═══ Supplied records

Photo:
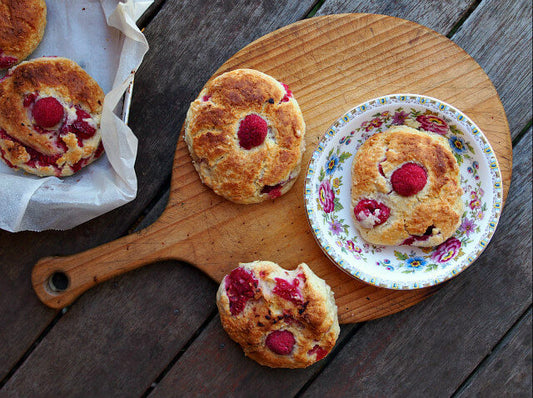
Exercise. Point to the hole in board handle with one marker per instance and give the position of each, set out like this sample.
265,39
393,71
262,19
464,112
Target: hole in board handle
58,282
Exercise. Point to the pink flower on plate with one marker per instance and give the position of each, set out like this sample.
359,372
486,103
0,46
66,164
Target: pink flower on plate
326,196
446,250
433,123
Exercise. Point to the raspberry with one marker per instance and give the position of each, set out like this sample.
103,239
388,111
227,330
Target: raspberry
252,131
319,351
29,99
47,112
288,93
288,291
240,287
409,179
281,342
371,213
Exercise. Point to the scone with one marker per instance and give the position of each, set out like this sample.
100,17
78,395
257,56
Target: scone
280,318
406,188
22,24
50,112
245,134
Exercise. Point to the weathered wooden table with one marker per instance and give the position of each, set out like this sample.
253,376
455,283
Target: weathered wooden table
156,332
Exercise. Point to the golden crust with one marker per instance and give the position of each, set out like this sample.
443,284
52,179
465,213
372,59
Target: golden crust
20,138
312,320
22,25
211,130
437,208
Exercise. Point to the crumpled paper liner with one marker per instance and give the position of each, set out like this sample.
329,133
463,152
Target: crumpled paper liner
102,37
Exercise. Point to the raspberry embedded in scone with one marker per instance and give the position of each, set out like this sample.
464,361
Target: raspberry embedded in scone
406,188
50,111
280,318
22,25
245,134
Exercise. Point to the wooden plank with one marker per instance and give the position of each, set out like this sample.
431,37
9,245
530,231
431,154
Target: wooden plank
118,338
498,36
175,35
430,349
439,16
212,351
513,355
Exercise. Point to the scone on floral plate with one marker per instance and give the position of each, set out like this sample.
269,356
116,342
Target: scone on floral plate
280,318
403,192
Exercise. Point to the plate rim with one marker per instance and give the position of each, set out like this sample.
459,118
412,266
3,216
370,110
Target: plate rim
497,194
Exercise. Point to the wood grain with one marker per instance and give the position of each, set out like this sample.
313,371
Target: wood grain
331,63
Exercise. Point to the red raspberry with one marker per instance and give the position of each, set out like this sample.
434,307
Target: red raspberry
281,342
252,131
47,112
371,213
288,291
409,179
288,93
240,287
7,62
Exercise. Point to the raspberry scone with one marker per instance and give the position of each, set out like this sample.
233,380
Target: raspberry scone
406,188
281,319
50,112
245,133
22,25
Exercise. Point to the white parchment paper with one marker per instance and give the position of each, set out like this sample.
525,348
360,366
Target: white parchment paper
102,37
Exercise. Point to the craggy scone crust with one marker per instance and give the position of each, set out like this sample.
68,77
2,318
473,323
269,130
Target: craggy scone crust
425,219
22,24
21,139
211,127
309,313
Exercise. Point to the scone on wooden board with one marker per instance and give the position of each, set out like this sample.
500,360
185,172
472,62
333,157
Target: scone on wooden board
22,24
281,318
406,188
50,111
245,133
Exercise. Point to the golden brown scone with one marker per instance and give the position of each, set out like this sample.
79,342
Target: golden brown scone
406,188
281,319
245,134
50,112
22,24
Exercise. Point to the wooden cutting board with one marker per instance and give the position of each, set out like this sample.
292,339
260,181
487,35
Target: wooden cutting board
331,63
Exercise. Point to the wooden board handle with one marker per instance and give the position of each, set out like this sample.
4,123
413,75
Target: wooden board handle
58,281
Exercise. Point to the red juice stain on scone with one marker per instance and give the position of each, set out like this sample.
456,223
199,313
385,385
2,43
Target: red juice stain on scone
289,291
47,112
281,342
245,133
252,131
50,111
409,179
240,287
371,213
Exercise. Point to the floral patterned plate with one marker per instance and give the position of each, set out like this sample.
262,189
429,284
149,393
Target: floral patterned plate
327,194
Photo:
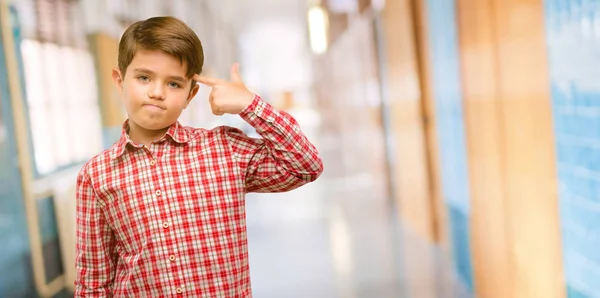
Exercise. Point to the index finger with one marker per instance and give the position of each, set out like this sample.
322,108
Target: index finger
206,80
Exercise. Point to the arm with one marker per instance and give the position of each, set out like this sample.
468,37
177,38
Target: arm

══════

§ **Stated exercise**
Update all of the records above by replacing "one marker per instance" with "a separate marker for each instance" wherever it occurs, leaving everything else unchanged and leaving the pictures out.

§ **Task output**
Photo:
Exercise. Point to the hole in board handle with a separate marker for each instance and give the position of each, set out like this sample.
265,39
393,71
262,19
464,112
Target: hole in board handle
58,282
Exercise. Point to the pink flower on plate with a separate marker for each instance and give the position of each, set out like this sample.
359,372
486,103
0,46
66,164
Target: pink flower on plate
326,196
446,250
433,123
Exercise. Point to the raspberry with a separate marker for each instance and give the position of each, set out like this sample.
103,239
388,111
227,330
Target: raspberry
252,131
319,351
29,99
47,112
288,93
288,291
240,287
409,179
281,342
371,213
Exercise. Point to the scone with a separate marker for each instance and give the position of each, set out like this sample.
100,17
78,395
257,56
Target: scone
280,318
406,188
22,24
50,112
245,134
Exercise. Point to the weathered wooden table with a separate marker for each instance and give the position of each, set out like this sample.
253,376
455,283
Target: weathered wooden table
156,332
Exercise. Point to the golden crust with a separate marker for each instance and give the position of each, set out like this sample.
443,284
52,179
465,213
372,59
Target: golden crust
20,138
312,320
22,25
211,130
437,208
Exercise. Point to the crumpled paper liner with a separate marker for each instance and give the position of each, set out like this sample.
329,133
463,152
Target: crumpled paper liner
102,37
Exercise. Point to the raspberry embedded in scone with a separate marker for each instance and give the position of each, set out like this sample.
464,361
Target: raspberry embedded in scone
406,188
50,111
280,318
22,25
245,134
Exercise. Point to the wooden plank with a separate marker for each instance and give the position of each, set out like this sample.
431,37
9,245
530,231
431,154
Target: wooden plank
118,338
498,36
175,35
430,349
439,16
212,351
513,355
Exercise. Point to the scone on floral plate with a separate marker for each instance and give the position of each, set out like this sample.
269,356
116,342
Target: scone on floral plate
280,318
403,192
Exercise. Point to the plate rim with a separate marker for each instance and give the position of each, set out like this sample.
459,118
412,266
3,216
370,110
Target: plate rim
497,194
Exercise. Point to the wood grain with a separate marker for each instance and give the position of each, set out like this sample.
313,371
Target: wood grain
331,63
Exercise. Point to the red raspberry with a separate marker for each instance and give the position of each, set out like this sample.
434,307
Target: red raspberry
281,342
252,131
47,112
371,213
288,291
409,179
288,93
240,287
7,62
Exercise. Point to the raspberry scone with a separate marker for each instance and give the position of each, set out like this sample.
233,380
Target: raspberry scone
406,188
281,319
50,112
245,133
22,25
Exercise. Point to the white parchment paper with a separate marker for each instance and give the position of each, set out like this sample.
525,348
360,366
Target: white parchment paper
102,37
Exercise. Point to the craggy scone crust with a separate marker for each instance and give the position of each, set out like this sample.
68,77
2,318
473,323
269,130
Target: craggy scone crust
425,219
22,24
21,139
211,127
309,313
Exercise. Point to the scone on wooden board with a separate marker for each instance and give the position of each, set out like this sample.
500,360
185,172
472,62
333,157
Target: scone on wooden board
22,24
281,318
406,188
50,111
245,133
Exercise. Point to the golden brown scone with a separate marker for each instance and give the position of each, set out like this sample.
79,342
Target: golden brown scone
406,188
281,319
245,134
50,112
22,24
Exercise. Point to the wooden cutting board with a separate marker for each instance and give the position of each, set out like this sample.
292,339
260,181
487,35
Target: wooden cutting board
331,63
Exercise. Point to the wooden board handle with a separate marker for each instance and give the position of each, set out like this sample.
4,123
413,75
Target: wooden board handle
58,281
Exercise. Point to the red juice stain on scone with a separate marker for each instance and give the position of each, set out like this sample.
456,223
199,313
385,385
2,43
Target: red juice stain on scone
289,291
47,112
281,342
245,133
252,131
50,111
409,179
240,287
371,213
Exercise. Point to the floral patterned plate with a separate marker for each instance and give the position of each, set out like this sample.
262,189
429,284
149,393
Target: floral patterned plate
327,194
Photo:
Exercise. Point to the index finger with a separate marker for each instance and give the position of each, set out like this sample.
322,108
Target: index finger
206,80
Exercise. Point to the arm with a separate marker for each instance and give the position of each, set out like this sample.
468,37
177,38
Target: arm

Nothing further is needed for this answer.